**Input rows:**

— Start —

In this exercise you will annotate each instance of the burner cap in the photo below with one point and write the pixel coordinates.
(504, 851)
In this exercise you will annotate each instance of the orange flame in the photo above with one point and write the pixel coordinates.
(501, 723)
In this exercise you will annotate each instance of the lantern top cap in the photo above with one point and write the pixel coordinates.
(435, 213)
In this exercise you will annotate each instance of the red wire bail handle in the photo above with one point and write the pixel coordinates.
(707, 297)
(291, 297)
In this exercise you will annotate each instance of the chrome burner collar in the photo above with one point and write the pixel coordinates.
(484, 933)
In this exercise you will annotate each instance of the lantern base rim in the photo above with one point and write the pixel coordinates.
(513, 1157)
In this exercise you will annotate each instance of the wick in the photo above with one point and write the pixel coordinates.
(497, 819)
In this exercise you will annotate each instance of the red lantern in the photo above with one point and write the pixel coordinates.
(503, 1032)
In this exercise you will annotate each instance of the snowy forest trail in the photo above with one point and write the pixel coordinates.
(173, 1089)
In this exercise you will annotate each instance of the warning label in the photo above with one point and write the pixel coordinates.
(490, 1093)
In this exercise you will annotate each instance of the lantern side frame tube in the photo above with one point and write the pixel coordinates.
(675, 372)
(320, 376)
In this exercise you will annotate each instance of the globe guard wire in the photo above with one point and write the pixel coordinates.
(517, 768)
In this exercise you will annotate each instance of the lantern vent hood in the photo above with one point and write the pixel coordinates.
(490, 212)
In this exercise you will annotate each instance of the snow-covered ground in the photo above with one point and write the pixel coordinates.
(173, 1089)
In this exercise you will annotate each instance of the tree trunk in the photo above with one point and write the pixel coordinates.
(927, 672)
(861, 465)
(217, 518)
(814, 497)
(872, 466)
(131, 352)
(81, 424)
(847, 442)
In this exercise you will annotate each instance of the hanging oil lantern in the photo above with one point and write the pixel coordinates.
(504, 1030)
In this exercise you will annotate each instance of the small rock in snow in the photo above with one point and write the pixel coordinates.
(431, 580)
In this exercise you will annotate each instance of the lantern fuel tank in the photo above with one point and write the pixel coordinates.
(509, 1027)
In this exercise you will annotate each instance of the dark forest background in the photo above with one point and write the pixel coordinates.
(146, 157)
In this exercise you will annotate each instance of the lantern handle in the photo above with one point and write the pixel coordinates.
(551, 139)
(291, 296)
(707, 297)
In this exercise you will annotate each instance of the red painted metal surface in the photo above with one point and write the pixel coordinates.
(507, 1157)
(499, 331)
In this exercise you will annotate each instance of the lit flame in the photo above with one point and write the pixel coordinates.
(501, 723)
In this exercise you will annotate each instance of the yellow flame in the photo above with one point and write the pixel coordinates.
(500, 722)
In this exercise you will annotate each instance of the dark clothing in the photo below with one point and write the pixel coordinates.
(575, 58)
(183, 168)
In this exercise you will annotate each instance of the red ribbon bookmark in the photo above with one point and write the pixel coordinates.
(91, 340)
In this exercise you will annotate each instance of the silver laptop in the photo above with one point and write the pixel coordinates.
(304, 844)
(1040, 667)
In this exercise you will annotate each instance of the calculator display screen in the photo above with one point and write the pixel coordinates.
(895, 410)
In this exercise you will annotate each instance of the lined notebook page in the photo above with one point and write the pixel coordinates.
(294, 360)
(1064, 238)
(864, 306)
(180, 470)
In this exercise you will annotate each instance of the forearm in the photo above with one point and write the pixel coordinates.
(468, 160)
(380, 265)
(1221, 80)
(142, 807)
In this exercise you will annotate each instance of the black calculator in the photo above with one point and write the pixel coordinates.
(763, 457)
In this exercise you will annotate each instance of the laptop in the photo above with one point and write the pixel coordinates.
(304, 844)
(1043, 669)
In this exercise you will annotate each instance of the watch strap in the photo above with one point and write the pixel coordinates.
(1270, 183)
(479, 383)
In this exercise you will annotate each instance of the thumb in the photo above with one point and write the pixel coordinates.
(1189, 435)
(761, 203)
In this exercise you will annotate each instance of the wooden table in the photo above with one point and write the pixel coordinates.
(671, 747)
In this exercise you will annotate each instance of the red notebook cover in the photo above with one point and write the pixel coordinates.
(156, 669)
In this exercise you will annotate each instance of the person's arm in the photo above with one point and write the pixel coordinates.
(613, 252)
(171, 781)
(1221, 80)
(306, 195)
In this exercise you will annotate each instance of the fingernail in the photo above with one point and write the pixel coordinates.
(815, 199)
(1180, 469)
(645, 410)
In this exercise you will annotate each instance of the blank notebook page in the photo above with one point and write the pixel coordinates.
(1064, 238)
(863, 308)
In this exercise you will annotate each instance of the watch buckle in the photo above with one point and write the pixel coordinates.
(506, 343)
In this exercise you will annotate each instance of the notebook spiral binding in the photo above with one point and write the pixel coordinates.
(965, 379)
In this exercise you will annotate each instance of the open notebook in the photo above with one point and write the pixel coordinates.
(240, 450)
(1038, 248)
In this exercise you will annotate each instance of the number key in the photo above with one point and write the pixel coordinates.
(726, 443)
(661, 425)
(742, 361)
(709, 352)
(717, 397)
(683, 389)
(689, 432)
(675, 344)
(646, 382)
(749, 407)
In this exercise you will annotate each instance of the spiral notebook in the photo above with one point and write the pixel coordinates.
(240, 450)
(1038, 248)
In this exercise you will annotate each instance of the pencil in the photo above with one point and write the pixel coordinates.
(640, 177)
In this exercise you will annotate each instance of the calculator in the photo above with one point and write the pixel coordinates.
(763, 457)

— End —

**Goal:**
Copy out all of the items above word for word, from top to bottom.

**Expected output:**
In this exercise you will annotate each instance of the burner cap in the photo below with one point and write the pixel coordinates.
(504, 851)
In this exercise you will annotate each instance of the orange flame in the photo above with one point and write the pixel coordinates.
(501, 723)
In this exercise you will annotate each instance of the lantern top cap in the photo above with one point and write the pixel coordinates.
(435, 213)
In this exercise you will annotate each instance of the red wire bail handle in the photo above with one point and write the pixel coordinates.
(707, 297)
(291, 297)
In this exercise you will annotate each instance of the chrome burner collar in the photo above with one point and write the pixel coordinates.
(484, 933)
In this exercise you will annotate each instance of the lantern base rim in the photo above with one point and write the pixel coordinates.
(513, 1157)
In this exercise you will annotate each instance of the wick in the photo above with one point and write the pixel coordinates.
(497, 819)
In this exercise you will annotate each instance of the red lantern in the photo above with one point and write the pixel coordinates.
(503, 1032)
In this exercise you will annotate each instance of the snowy forest trail in the photo above with one point and write the pixel coordinates.
(173, 1089)
In this exercise you will annotate each instance of the warning label in the photo above with one point and write the pixel coordinates.
(490, 1093)
In this exercise you will annotate each instance of the lantern side frame tube in the photo above with one point and write the pixel coordinates.
(675, 372)
(320, 376)
In this exercise you will annotate each instance of the globe guard wire in the photo above with one point and write the pixel coordinates.
(517, 768)
In this exercise you will annotate each instance of the lantern vent hood in the photo above with one point and write the pixel coordinates.
(490, 212)
In this exercise you will annotate each instance of the snow-covered ground in the photo above with one point and write the pixel coordinates.
(173, 1089)
In this exercise you will annotate each instance of the tree trunk in the photo above with one point and write the pixel coordinates.
(927, 672)
(861, 465)
(217, 518)
(814, 497)
(872, 466)
(131, 352)
(81, 424)
(847, 442)
In this exercise you will annotate each instance of the hanging oil lantern in the photo above with one point and write the pixel coordinates.
(504, 1030)
In this exercise you will annotate each instance of the small rock in snow in the photo above with one point and write the pixel coordinates.
(431, 580)
In this exercise you will annotate each instance of the lantern fuel tank in the photo above with one point and write the pixel coordinates.
(509, 1027)
In this exercise you will annotate each instance of the dark forest background in the photo above with one point and write the pixel coordinates.
(146, 157)
In this exercise you will annotate each instance of the lantern handle in the photo above with one point and write the pixel coordinates.
(551, 139)
(291, 296)
(707, 297)
In this exercise you will annotate each instance of the red painted metal surface in the photo above with one point and write the pixel coordinates.
(507, 1157)
(499, 331)
In this exercise you will annotate each instance of the lit flame in the photo above with one point and write the pixel coordinates.
(501, 723)
In this exercise you will annotate each instance of the yellow flame in the photo above with one point and write the pixel coordinates.
(500, 722)
In this exercise you will annotate each instance of the dark clothing in the photo below with one point and write the pixel coordinates.
(575, 58)
(183, 168)
In this exercise you will annotate each instance of the red ribbon bookmark in the photo above with one point and write the pixel coordinates.
(91, 340)
In this exercise you will annotate each instance of the silver laptop in the photo above with one point and write the pixel coordinates.
(304, 844)
(1040, 667)
In this exercise you will annotate each instance of the calculator display screen in the photo above with one point and write the pixel coordinates.
(895, 410)
In this exercise you will annotate each instance of the lined notebook page in the photo above with one point and write the pixel coordinates.
(294, 360)
(1064, 238)
(864, 306)
(180, 470)
In this exercise you will annotate each instance of the forearm in the photo above with one point and write the pixel coordinates.
(468, 160)
(380, 265)
(1221, 80)
(142, 807)
In this exercise you will annotate each instance of the black calculator in the photo above with one point and write the pixel coordinates.
(763, 457)
In this exercise you will annotate each instance of the laptop in the photo above with one point and write the pixel coordinates.
(304, 844)
(1043, 669)
In this exercise you will annotate each instance of the watch strap in the photo above with one point and write the pixel coordinates.
(1270, 183)
(479, 383)
In this exercise you will annotate each instance of the thumb in the photo above with one point and write the pixel coordinates.
(1189, 435)
(761, 203)
In this exercise you will annotate each instance of the wooden table in the photo above with one point and write the pixel coordinates.
(671, 747)
In this exercise you will annotate each instance of the red notebook cover in the photo above with one point and write the pixel coordinates.
(156, 669)
In this exercise you will annotate each instance of the person's arm in the photo above with one point and write the pixel coordinates.
(613, 252)
(171, 781)
(1221, 80)
(306, 195)
In this exercise you will annotate each instance of the fingernail in the photo above with one point and write the pixel coordinates.
(815, 199)
(1180, 469)
(645, 410)
In this exercise you will annotate each instance of the blank notebook page in the photo above with one point and write the pixel coordinates.
(1064, 238)
(863, 308)
In this exercise you will annotate each instance of the watch buckle in the photo above with one point and write the pixel coordinates.
(506, 343)
In this exercise you will annotate each instance of the notebook spiral binding in the photo above with one point and write the pixel coordinates.
(965, 379)
In this exercise you will annotate each instance of the open notebook in the photo above with one point and write the pixel coordinates.
(240, 450)
(1038, 248)
In this exercise you will annotate each instance of the number key in the photo above with one point and write the pixel coordinates.
(726, 443)
(661, 425)
(742, 361)
(709, 352)
(717, 397)
(683, 389)
(689, 432)
(675, 344)
(646, 382)
(749, 407)
In this exercise you will annotate each instance of the spiral notebook in the photo above with one point and write the pixel coordinates.
(240, 450)
(1038, 248)
In this exercise you will annotate each instance of the pencil in the photo above with one point and write the pixel coordinates.
(640, 177)
In this exercise you will annotate each instance of the calculator in the photo above with one point and write the pixel coordinates.
(763, 457)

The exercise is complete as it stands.